> **ÉNONCÉ**
Présentez sous forme de liste numérotée les lignes des enregistrements ci-dessous, en commençant par celle qui contient « entry: steel wheel rim » et en terminant par celle qui contient « Trace every instance of the steel », ces deux lignes comprises. Omettez les lignes vides.

> **DONNÉES SOURCES**
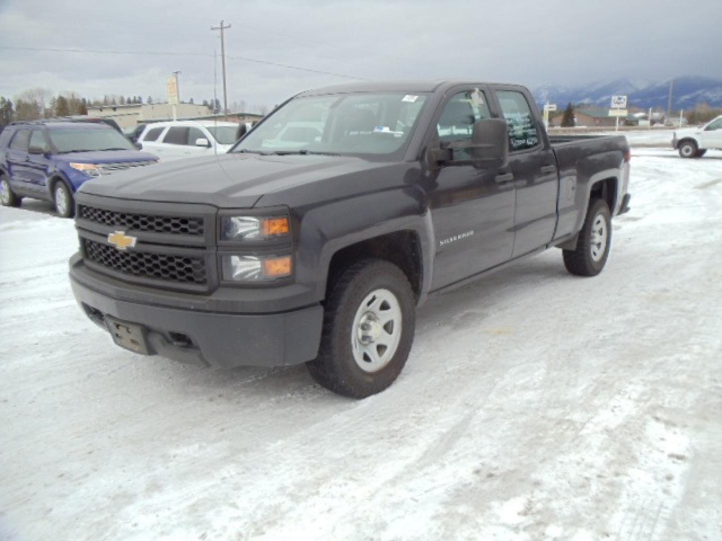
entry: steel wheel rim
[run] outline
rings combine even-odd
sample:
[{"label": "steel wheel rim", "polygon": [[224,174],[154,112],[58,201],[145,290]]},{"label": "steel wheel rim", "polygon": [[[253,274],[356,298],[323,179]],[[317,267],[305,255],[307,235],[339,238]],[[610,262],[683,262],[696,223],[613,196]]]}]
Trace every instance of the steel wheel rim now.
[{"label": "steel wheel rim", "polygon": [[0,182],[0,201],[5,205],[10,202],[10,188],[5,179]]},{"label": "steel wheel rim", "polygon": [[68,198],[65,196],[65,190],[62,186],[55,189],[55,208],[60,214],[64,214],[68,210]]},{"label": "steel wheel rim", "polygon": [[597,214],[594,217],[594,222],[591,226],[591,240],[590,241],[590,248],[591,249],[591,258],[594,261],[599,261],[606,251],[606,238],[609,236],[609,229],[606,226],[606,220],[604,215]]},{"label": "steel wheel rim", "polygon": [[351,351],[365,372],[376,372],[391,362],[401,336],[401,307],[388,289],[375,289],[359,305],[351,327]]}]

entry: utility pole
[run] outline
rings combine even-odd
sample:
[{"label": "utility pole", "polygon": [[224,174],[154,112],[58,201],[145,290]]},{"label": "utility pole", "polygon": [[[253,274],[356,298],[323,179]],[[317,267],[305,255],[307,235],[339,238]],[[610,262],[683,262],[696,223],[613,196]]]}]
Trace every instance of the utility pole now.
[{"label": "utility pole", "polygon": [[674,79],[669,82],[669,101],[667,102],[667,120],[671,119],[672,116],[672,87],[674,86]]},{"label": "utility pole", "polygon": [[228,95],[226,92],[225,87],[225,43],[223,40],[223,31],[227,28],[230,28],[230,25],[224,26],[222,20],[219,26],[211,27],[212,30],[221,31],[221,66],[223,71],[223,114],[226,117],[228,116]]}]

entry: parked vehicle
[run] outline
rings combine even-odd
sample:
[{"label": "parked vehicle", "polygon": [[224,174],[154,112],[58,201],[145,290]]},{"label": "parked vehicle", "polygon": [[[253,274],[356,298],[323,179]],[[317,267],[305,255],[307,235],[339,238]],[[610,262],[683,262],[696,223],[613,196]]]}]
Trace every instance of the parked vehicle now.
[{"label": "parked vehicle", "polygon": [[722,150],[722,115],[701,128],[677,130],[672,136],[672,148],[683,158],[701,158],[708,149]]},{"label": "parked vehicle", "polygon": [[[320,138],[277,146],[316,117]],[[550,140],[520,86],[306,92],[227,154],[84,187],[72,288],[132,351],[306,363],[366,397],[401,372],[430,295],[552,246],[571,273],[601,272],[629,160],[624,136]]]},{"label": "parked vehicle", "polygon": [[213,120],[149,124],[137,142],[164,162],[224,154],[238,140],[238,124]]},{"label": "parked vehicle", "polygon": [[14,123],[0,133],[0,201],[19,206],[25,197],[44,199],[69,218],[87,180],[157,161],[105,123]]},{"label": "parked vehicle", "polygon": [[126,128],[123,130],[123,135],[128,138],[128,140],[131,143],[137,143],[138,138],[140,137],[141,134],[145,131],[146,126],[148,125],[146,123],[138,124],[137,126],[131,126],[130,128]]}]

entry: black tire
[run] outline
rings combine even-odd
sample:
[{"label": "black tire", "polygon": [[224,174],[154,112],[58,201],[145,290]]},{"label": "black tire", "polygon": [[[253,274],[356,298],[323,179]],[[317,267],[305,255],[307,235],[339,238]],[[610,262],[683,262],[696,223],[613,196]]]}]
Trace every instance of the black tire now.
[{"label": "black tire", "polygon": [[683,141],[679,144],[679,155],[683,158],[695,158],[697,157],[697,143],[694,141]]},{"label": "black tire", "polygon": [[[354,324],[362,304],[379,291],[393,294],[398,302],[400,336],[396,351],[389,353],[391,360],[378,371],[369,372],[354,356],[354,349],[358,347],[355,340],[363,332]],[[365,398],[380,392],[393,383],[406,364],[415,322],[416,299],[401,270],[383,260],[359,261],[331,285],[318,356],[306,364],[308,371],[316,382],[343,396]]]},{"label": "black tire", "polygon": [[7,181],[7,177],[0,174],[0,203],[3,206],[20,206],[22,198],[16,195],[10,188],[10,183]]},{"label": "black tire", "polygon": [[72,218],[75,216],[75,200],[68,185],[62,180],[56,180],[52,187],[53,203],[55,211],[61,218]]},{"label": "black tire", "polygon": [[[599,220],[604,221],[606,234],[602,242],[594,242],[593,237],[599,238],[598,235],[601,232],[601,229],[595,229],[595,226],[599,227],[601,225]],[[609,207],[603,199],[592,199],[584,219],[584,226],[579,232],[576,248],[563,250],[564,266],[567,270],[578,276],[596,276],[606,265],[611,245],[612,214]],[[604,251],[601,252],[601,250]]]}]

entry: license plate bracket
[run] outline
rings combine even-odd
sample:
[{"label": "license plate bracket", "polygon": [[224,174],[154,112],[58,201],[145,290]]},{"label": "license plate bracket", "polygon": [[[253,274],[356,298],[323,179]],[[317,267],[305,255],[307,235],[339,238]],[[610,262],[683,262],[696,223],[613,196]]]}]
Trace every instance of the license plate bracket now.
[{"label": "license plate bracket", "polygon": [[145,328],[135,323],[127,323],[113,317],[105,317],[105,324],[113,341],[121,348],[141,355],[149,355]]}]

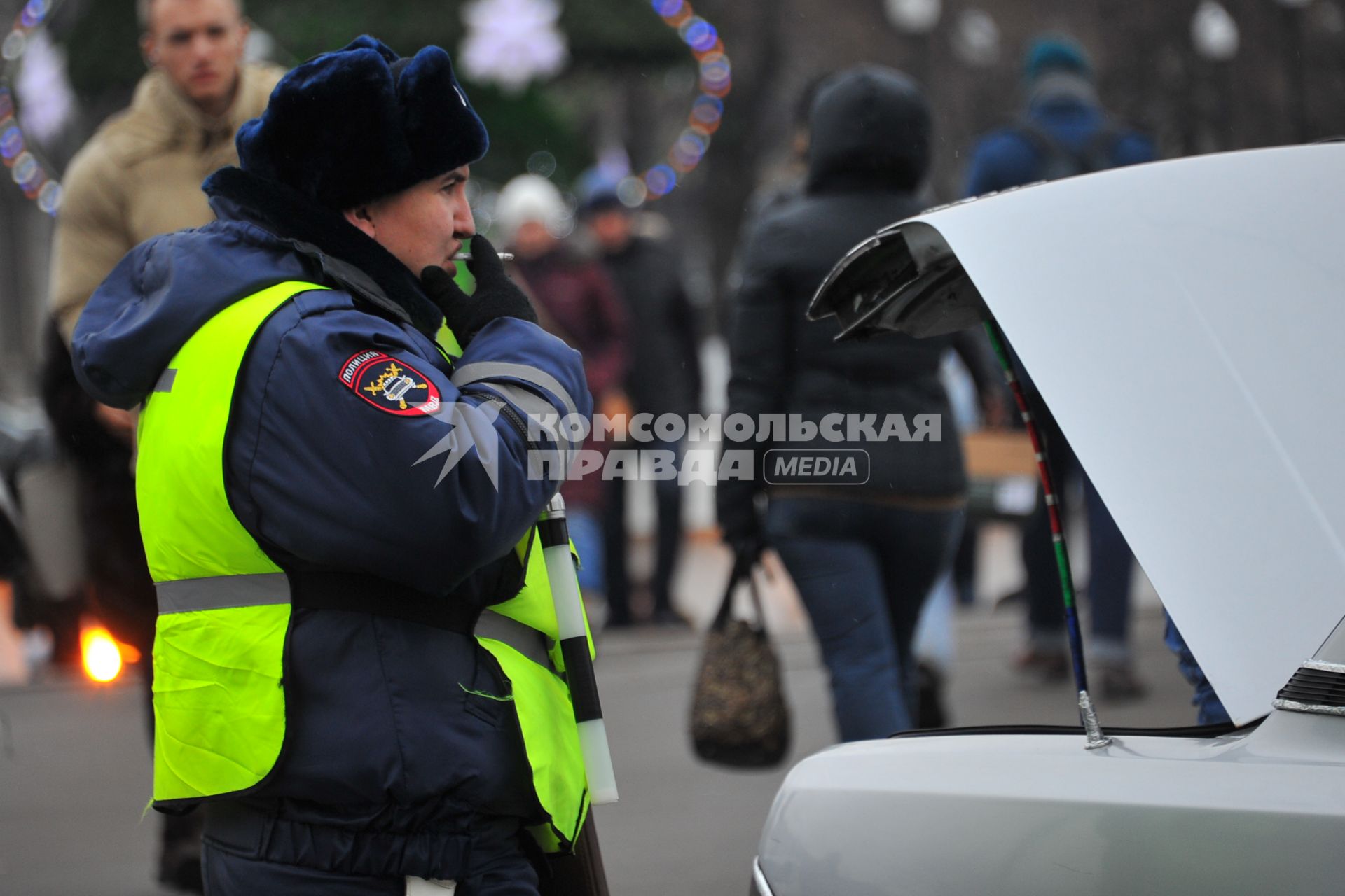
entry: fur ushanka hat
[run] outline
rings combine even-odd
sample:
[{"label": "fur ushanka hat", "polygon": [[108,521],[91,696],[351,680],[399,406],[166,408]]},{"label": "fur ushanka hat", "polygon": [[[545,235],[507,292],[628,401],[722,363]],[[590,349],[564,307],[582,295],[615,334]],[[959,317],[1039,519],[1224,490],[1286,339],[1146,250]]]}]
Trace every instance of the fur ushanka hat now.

...

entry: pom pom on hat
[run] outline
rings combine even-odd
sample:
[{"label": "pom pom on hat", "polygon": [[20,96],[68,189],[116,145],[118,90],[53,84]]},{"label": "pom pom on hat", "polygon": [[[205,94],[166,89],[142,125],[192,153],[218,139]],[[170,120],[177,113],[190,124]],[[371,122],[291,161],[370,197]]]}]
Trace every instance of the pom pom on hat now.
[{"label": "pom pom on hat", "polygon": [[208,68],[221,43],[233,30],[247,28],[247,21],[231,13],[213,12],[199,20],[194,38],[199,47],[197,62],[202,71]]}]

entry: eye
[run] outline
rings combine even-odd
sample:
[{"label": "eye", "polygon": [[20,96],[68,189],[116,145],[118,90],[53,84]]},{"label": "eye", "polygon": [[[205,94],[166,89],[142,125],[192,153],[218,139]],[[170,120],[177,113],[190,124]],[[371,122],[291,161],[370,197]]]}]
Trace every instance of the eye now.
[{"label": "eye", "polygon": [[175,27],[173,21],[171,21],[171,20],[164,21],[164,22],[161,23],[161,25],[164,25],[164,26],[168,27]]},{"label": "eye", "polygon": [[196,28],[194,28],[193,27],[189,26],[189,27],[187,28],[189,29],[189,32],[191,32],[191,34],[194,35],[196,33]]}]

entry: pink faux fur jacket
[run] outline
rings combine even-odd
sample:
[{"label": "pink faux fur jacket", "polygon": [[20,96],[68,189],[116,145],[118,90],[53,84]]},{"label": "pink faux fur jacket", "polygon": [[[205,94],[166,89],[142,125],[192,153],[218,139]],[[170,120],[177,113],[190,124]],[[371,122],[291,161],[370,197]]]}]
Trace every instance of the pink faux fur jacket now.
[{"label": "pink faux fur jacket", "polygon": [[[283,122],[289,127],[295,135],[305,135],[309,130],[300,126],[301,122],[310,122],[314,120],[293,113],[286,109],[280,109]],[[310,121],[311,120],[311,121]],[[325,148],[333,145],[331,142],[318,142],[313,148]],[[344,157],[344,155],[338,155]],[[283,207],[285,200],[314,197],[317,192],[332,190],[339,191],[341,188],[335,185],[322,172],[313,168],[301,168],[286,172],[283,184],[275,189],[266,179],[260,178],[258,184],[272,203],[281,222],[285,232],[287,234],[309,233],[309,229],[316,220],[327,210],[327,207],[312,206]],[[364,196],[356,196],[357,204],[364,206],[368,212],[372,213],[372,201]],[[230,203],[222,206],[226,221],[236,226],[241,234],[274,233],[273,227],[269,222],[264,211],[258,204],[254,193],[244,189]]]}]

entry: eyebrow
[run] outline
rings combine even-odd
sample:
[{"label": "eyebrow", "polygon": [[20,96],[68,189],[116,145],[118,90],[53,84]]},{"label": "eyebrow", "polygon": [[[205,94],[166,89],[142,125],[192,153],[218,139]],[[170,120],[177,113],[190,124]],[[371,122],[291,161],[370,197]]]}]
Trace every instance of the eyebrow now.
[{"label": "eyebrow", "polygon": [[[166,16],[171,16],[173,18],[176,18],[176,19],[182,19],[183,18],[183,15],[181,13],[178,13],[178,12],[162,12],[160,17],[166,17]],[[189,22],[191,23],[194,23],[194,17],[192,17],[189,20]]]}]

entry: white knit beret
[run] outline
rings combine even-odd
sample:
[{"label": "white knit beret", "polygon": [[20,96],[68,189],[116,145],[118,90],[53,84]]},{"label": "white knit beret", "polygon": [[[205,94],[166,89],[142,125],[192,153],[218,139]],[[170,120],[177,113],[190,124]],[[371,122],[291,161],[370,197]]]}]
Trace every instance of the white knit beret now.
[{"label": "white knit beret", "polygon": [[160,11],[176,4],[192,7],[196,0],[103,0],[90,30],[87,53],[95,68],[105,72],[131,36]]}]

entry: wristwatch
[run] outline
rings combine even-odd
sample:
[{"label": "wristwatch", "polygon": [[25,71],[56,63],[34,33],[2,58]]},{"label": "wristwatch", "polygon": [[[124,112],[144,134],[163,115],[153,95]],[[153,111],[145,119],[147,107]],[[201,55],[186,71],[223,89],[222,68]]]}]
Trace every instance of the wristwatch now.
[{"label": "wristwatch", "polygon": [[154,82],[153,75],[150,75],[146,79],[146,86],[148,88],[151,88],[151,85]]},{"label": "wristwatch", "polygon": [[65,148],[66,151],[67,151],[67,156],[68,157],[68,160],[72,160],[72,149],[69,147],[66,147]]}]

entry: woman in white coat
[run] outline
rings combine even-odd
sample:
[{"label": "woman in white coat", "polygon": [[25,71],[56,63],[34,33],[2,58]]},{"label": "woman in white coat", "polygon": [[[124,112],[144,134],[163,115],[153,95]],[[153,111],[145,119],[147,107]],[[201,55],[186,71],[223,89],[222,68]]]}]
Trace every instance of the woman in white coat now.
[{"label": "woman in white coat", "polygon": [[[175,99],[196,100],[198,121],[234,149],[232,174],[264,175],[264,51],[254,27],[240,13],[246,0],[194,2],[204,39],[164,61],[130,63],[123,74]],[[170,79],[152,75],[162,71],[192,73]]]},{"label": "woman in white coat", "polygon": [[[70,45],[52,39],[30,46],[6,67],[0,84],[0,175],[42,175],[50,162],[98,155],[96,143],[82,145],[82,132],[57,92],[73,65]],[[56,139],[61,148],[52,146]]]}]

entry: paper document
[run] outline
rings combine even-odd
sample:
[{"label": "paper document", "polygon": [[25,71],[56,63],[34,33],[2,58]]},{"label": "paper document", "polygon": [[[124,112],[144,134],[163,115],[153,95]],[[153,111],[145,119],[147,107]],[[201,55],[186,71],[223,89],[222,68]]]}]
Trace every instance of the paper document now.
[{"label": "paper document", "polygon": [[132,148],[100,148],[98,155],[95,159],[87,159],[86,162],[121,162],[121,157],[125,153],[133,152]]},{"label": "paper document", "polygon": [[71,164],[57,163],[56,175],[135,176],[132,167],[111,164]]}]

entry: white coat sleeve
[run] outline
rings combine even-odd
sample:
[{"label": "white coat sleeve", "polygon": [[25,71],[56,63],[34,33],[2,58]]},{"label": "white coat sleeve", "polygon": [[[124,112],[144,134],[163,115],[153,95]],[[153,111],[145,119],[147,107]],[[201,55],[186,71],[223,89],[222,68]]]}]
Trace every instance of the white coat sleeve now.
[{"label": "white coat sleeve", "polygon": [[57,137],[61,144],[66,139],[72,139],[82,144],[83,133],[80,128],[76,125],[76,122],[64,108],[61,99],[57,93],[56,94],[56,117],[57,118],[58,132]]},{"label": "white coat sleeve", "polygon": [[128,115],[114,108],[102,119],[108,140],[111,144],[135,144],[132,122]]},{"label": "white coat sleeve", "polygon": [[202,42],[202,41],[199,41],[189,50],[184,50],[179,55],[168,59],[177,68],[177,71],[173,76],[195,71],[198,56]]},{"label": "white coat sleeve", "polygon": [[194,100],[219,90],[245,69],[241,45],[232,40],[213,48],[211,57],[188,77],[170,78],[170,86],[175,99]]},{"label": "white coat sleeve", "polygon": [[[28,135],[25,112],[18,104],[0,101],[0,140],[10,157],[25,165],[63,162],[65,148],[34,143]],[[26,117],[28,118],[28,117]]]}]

> **CORRIGÉ**
1. entry: steel wheel rim
2. [run] outline
3. rings combine even-odd
4. sample:
5. [{"label": "steel wheel rim", "polygon": [[224,174],[154,112],[58,201],[145,290]]},{"label": "steel wheel rim", "polygon": [[[253,274],[356,298],[323,179]],[[317,267],[305,255],[307,235],[339,238]],[[610,262],[683,262],[696,223],[613,196]]]}]
6. Trace every instance of the steel wheel rim now.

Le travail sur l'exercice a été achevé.